* THE PROBLEM: Copy, in full, each line of the material that holds the word "gray".

:::

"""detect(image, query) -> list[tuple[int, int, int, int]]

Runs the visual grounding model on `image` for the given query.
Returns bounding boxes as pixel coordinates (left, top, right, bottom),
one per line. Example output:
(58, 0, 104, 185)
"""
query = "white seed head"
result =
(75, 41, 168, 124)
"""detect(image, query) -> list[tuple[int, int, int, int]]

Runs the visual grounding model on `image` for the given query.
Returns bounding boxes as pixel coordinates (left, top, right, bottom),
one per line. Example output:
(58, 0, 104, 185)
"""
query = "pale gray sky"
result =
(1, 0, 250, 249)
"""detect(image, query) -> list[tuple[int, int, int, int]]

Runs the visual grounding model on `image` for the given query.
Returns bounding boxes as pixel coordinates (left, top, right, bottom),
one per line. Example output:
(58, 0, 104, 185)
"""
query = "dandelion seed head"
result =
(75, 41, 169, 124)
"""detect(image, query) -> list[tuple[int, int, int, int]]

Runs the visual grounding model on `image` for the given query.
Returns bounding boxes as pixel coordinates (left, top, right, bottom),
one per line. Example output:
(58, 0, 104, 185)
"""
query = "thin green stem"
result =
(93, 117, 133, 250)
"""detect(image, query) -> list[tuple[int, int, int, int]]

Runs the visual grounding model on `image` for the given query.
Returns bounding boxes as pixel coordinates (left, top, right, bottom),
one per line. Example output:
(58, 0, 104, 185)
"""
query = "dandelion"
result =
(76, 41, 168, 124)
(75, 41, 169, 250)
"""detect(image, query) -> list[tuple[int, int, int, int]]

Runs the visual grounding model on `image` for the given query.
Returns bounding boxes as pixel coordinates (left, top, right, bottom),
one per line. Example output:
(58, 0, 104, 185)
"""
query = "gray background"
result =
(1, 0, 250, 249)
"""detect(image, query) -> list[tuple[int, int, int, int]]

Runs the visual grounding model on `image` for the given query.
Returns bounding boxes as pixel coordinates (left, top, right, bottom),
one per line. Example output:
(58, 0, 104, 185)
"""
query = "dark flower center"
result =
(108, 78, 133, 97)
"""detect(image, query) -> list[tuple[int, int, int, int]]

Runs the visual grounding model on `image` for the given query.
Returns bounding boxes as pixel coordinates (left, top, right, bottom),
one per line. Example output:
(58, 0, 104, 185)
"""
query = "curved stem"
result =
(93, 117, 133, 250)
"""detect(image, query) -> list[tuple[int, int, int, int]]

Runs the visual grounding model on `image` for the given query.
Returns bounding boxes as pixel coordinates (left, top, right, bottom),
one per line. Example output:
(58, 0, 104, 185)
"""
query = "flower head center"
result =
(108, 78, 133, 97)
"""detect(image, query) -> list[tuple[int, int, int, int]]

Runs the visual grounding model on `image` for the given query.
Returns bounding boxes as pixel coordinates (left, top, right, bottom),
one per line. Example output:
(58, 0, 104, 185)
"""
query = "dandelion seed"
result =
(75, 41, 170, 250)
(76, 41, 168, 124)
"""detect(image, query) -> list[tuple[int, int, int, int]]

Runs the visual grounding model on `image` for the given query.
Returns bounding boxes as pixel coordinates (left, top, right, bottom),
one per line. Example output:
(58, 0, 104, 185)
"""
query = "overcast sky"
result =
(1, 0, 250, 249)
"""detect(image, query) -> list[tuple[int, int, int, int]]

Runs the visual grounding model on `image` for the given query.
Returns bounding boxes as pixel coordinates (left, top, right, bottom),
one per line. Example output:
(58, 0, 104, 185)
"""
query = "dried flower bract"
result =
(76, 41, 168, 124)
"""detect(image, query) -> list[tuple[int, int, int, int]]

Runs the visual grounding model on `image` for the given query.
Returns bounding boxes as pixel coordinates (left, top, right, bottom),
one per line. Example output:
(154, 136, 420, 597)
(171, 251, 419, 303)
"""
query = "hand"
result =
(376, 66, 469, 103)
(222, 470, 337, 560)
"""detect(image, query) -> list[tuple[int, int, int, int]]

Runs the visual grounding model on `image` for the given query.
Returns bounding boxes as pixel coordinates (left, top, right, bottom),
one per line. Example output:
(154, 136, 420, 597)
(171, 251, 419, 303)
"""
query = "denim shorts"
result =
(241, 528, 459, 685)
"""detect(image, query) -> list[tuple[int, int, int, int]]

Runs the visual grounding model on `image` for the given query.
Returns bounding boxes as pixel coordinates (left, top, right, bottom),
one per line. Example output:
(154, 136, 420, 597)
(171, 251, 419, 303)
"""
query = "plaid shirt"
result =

:::

* WRITTEN SOLUTION:
query = "pale gray sky"
query = "gray background"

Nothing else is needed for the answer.